WHAT YOU HAVE TO DO: The entire listing is to be repeated verbatim.

==== MATERIAL

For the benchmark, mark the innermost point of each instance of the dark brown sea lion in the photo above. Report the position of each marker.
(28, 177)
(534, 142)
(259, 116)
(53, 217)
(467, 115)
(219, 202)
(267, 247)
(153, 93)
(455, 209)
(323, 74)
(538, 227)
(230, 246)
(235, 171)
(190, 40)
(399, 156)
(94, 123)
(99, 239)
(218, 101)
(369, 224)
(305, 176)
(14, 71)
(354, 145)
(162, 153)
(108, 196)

========

OUTPUT OF THE EXERCISE:
For the benchmark, mark the innermost point of each instance of the dark brown sea lion in the photo above. Report the position of each marker.
(28, 177)
(534, 142)
(259, 116)
(53, 217)
(467, 115)
(219, 202)
(267, 247)
(153, 93)
(455, 209)
(323, 74)
(538, 227)
(230, 246)
(235, 171)
(190, 40)
(399, 156)
(94, 123)
(99, 239)
(218, 101)
(369, 224)
(305, 176)
(14, 71)
(354, 145)
(162, 153)
(108, 196)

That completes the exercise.